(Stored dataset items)
— START —

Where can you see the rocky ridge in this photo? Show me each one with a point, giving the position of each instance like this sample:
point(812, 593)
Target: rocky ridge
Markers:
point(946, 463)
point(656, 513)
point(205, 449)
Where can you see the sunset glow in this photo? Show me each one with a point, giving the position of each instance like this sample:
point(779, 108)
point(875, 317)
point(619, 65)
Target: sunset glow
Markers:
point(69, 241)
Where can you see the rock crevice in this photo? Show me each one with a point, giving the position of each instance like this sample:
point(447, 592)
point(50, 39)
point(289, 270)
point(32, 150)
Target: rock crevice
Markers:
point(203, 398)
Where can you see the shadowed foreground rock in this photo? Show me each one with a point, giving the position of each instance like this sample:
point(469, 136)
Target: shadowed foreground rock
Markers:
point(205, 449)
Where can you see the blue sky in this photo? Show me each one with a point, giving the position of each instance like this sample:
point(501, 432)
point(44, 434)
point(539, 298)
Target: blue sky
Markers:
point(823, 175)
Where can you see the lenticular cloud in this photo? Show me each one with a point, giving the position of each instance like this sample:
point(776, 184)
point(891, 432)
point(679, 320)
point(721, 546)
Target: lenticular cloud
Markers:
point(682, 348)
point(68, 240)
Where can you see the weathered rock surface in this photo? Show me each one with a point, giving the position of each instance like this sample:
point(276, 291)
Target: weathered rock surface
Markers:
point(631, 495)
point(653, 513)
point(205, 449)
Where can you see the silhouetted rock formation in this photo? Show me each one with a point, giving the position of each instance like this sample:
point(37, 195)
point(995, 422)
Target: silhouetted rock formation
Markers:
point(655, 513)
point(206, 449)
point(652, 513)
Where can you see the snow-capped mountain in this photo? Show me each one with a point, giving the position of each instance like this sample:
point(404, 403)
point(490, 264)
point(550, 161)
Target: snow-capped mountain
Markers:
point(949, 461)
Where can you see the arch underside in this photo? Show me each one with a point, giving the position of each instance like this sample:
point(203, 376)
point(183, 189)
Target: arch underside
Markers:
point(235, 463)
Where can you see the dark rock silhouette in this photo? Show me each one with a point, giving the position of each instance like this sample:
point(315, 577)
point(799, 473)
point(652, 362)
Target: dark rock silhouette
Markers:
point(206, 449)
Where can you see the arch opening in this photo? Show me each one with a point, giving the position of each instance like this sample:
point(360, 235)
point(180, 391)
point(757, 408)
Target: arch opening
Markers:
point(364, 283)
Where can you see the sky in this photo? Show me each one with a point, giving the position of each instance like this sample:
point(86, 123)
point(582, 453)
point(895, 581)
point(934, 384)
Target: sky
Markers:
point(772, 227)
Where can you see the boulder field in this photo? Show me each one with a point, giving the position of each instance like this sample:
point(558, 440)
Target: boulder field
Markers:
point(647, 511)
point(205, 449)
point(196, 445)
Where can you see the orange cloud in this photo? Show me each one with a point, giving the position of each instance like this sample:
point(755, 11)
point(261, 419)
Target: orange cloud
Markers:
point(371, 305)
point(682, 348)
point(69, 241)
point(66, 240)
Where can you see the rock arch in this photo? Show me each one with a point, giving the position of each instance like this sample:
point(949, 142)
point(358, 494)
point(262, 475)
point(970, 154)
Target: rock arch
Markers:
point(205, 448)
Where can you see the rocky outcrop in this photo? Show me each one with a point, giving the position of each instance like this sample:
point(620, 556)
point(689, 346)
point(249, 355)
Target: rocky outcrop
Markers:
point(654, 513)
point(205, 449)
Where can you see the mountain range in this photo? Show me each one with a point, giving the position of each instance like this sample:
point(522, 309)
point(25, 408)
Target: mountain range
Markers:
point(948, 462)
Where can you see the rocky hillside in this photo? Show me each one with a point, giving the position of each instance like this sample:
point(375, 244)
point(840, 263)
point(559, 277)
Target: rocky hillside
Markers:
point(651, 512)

— END —

WRITTEN PROBLEM: Can you switch every "sample" in the items above to "example" and leave everything else unchanged?

TASK OUTPUT:
Where can you see the rocky ridge in this photo? Show me each one with a point, giving the position of each instance like this example:
point(812, 593)
Target: rocky ridge
Markers:
point(946, 463)
point(656, 513)
point(205, 449)
Where can you see the sunset glow in this photo? Show me each one with a point, giving the position of each instance like this example:
point(779, 108)
point(875, 317)
point(619, 65)
Target: sunset glow
Markers:
point(69, 241)
Where can you see the rock crevice in this photo? Show me each one with a point, giving the position of each instance like this example:
point(447, 592)
point(50, 39)
point(289, 270)
point(32, 150)
Target: rock crevice
Markers:
point(203, 398)
Where can you see the shadowed foreground rock in this photo? Show me each one with a point, giving the position of each instance like this example:
point(469, 136)
Target: shadowed foreground rock
Markers:
point(205, 449)
Where can you see the blue sky in this photo? Show me each one with a point, giving the position of each instance like this example:
point(501, 432)
point(44, 434)
point(539, 298)
Target: blue sky
Markers:
point(823, 175)
Where can you see the lenticular cloud in this photo? Show me each one with a point, giving the position of each instance like this example:
point(776, 184)
point(891, 432)
point(679, 320)
point(721, 546)
Target: lenticular cloud
Markers:
point(682, 348)
point(68, 240)
Where can you see the weathered rock surface in this photo? Show me each one with a point, giving the position of each instance like this example:
point(276, 291)
Target: weathered rock surface
Markers:
point(631, 495)
point(653, 513)
point(205, 449)
Where can you see the silhouetted rock formation in this photo? Show me each one with a point, giving the position of each instance like this example:
point(37, 195)
point(995, 422)
Target: silhouetted rock formation
Markers:
point(655, 513)
point(206, 449)
point(652, 513)
Where can you see the snow-capped mountain in this photo? Show me each one with a point, giving the position of each instance like this example:
point(404, 403)
point(490, 264)
point(550, 161)
Target: snow-capped mountain
Markers:
point(949, 461)
Where can you see the arch underside in this photo? Show me each one with a point, giving the position of each instance like this example:
point(203, 376)
point(183, 189)
Target: arch underside
Markers:
point(235, 463)
Where can you see the dark rock silhouette in this photo? Show me each one with a point, giving the position of each instance like this example:
point(315, 577)
point(799, 473)
point(652, 362)
Target: dark rock silhouette
Markers:
point(206, 449)
Where can you see the arch opening in this photo? Show me each one with a point, giving the position of each instance like this example:
point(360, 235)
point(180, 391)
point(757, 408)
Target: arch opening
Markers:
point(364, 283)
Where can you see the sky in this photo? Show me each one with a point, giving the position of each instance like this example:
point(86, 123)
point(582, 453)
point(895, 581)
point(934, 384)
Target: sky
Markers:
point(772, 227)
Where can you see the boulder field in this photo? Show me each one with a point, giving the position of each instance like this example:
point(558, 440)
Target: boulder field
Markers:
point(647, 511)
point(205, 449)
point(196, 445)
Where can you see the orange cloud in this photo? Show me each one with a point, giving the position of each instance like this example:
point(755, 11)
point(261, 419)
Target: orange cloud
Markers:
point(371, 305)
point(682, 348)
point(69, 241)
point(66, 240)
Where can you see the rock arch in this photo? Show me each one with a point, giving the position of each instance like this example:
point(949, 142)
point(358, 494)
point(262, 475)
point(970, 154)
Target: rock arch
Markers:
point(205, 448)
Where can you see the rocky outcrop in this photo? Show me each one with a point, giving the position of each instance like this example:
point(620, 556)
point(689, 346)
point(249, 355)
Target: rocky outcrop
Markers:
point(654, 513)
point(205, 449)
Where can you see the mountain range in this photo? Show me each one with a point, giving the position of each instance like this example:
point(522, 309)
point(25, 408)
Target: mountain range
Markers:
point(948, 462)
Where can you see the rocky hillside in this photo? Show me each one with a point, giving the position of each instance like this example:
point(375, 244)
point(840, 263)
point(559, 277)
Target: rocky hillside
Markers:
point(651, 512)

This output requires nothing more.